_To do_
• A. Answer these questions using the Kallithea git hooks patch review, one answer per line:
(i) Which commit introduced 'sys.executable' as the interpreter for git hooks?
(ii) When Kallithea is started under uWSGI, what does sys.executable point to?
(iii) Which branch is the patch on?
• B. List every hexadecimal commit identifier that appears in the Kallithea git hooks patch review.
• C. Extend the Kallithea git hooks patch review, picking up after its final sentence.

_Provided passage_
[PATCH 3 of 3 v2] hooks: fix potentially invalid interpreter in git hooks (Issue #333)

Wed Apr 3 22:41:37 UTC 2019

On 4/3/19 10:28 PM, Thomas De Schampheleire wrote:
> # HG changeset patch
> # User Thomas De Schampheleire <thomas.de_schampheleire at nokia.com>
> # Date 1554323208 -7200
> #      Wed Apr 03 22:26:48 2019 +0200
> # Branch stable
> # Node ID 0d91f710606b72027456a1183794ee38f26fe741
> # Parent  06b511848fb1a3ead56de583e19df5f317bdf7e0
> hooks: fix potentially invalid interpreter in git hooks (Issue #333)

Thanks for iterating on this.

> Commit 5e501b6ee639 introduced the use of 'sys.executable' as interpreter
> for git hooks instead of 'python2' with the following argument:
>
>      "Windows doesn't necessarily have "python2" available in $PATH, but we
>      still want to make sure we don't end up invoking a python3. Using the
>      absolute path seems more safe."
>
> But, sys.executable does not necessarily point to Python. When Kallithea is
> started under uWSGI, sys.executable points to the uwsgi executable. As a
> result, the interpreter encoded in the git hooks on the server repositories
> would be:
>
>      #!/usr/bin/env /path/to/uwsgi
>
> And pushing to such repo would result in following client errors:
>
>      $ git push
>      Password for 'http://user@localhost:5050':
>      Enumerating objects: 3, done.
>      Counting objects: 100% (3/3), done.
>      Writing objects: 100% (3/3), 241 bytes | 241.00 KiB/s, done.
>      Total 3 (delta 0), reused 0 (delta 0)
>      remote: unable to load configuration from hooks/pre-receive
>      To http://localhost:5050/gitrepo-new
>       ! [remote rejected] master -> master (pre-receive hook declined)
>      error: failed to push some refs to 'http://user@localhost:5050/gitrepo-new'

Can we somehow make it show a more useful error message in this case? I 
guess not - none of our code is executed ...

_Dataset rows_

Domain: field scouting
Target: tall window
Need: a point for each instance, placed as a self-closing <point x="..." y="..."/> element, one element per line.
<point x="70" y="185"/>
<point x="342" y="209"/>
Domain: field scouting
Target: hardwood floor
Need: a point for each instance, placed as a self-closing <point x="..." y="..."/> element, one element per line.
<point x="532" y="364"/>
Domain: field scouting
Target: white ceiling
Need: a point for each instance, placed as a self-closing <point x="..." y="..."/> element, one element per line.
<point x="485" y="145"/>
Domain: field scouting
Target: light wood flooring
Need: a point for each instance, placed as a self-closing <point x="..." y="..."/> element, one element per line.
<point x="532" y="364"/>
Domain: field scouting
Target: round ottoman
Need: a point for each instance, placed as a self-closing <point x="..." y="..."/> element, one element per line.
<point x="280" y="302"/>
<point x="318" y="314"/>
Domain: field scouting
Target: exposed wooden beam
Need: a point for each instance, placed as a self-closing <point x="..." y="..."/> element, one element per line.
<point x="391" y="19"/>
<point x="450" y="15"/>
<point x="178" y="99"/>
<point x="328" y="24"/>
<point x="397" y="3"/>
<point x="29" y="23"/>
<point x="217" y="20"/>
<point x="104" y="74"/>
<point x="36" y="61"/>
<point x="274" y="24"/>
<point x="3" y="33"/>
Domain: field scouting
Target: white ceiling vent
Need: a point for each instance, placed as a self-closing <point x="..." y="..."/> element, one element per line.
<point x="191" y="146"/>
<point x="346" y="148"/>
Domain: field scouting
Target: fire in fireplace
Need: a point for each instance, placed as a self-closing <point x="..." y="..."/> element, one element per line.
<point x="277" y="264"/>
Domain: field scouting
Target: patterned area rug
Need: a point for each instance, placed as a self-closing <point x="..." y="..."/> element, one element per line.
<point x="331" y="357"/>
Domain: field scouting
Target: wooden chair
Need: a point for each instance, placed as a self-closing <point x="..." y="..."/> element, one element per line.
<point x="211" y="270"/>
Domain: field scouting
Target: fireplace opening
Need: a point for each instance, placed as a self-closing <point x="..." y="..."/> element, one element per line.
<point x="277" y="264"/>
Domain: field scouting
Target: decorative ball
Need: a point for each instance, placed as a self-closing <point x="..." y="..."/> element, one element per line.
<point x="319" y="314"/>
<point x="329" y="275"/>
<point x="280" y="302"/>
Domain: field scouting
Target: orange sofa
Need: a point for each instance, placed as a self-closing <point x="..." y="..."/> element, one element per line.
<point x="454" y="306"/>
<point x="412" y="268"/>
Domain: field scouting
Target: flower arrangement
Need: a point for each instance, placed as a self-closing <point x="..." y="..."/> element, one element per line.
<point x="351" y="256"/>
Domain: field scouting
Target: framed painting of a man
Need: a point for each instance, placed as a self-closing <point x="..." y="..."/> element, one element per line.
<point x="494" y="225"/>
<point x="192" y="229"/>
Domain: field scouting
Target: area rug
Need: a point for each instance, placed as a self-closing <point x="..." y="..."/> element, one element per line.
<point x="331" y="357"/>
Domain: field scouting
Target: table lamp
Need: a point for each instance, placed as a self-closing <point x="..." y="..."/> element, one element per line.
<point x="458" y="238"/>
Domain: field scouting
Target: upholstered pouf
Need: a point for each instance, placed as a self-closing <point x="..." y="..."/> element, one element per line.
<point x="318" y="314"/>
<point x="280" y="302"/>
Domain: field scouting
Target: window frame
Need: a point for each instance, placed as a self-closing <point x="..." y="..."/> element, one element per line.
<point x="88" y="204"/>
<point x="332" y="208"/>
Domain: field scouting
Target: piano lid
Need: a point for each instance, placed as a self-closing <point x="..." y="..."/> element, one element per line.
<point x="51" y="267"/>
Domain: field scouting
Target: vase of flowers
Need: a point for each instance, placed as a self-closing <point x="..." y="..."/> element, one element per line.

_Written responses_
• A.
(i) 5e501b6ee639
(ii) The uwsgi executable
(iii) stable

• B.
0d91f710606b72027456a1183794ee38f26fe741
06b511848fb1a3ead56de583e19df5f317bdf7e0
5e501b6ee639

• C.
> The approach taken by this commit is:

FWIW, this:

> - Introduce a new configuration setting: hook_python_path, and use its value
>    as the Python interpreter to use in git hooks.
> - If the value is absent or empty, fall back to the current logic
>    'sys.executable' or if that is also invalid, 'python2'.

and this:

> - Let `kallithea-cli config-create` fill in its own interpreter as default
>    value, which should be valid as long as the virtual environment is not
>    moved/replaced.

*could* be separate "milestones" and separate changesets. But no big 
deal. Split or keep together as you like.

> The main downside of this approach is its fragility in case a new virtualenv
> is used. Previously, the configuration file was the same regardless of
> virtualenv, but this is no longer true after this patch.

But also, it is crucial that the *right* virtualenv is used, also if Git 
should be invoked directly, outside any virtual env. It is thus inherent 
that the new virtualenv *has* to be written to the hooks somehow. The 
previous use of same 'python2' was wrong and fragile. I thus don't think 
the new way is more fragile. Explicit expectations and failing early is 
*less* fragile ;-)

> diff --git a/development.ini b/development.ini
> --- a/development.ini
> +++ b/development.ini
> @@ -117,6 +117,16 @@ use_htsts = false
>   ## number of commits stats will parse on each iteration
>   commit_parse_limit = 25
>   
> +## Path to Python executable to be used in git hooks.
> +## When empty, the value of 'sys.executable' at the time of installation
> +## of the git hooks is used, which is correct in many cases but not when
> +## using uwsgi.
> +## When creating a config file via `kallithea-cli config-create`, the
> +## Python executable used for that invocation is filled in below.
> +## If you change this setting, you should reinstall the git hooks via
> +## Admin > Settings > Remap and Rescan.
> +hook_python_path =
> +
>   ## path to git executable
>   git_path = git
>   
> diff --git a/kallithea/lib/inifile.py b/kallithea/lib/inifile.py
> --- a/kallithea/lib/inifile.py
> +++ b/kallithea/lib/inifile.py
> @@ -23,6 +23,7 @@ other custom values.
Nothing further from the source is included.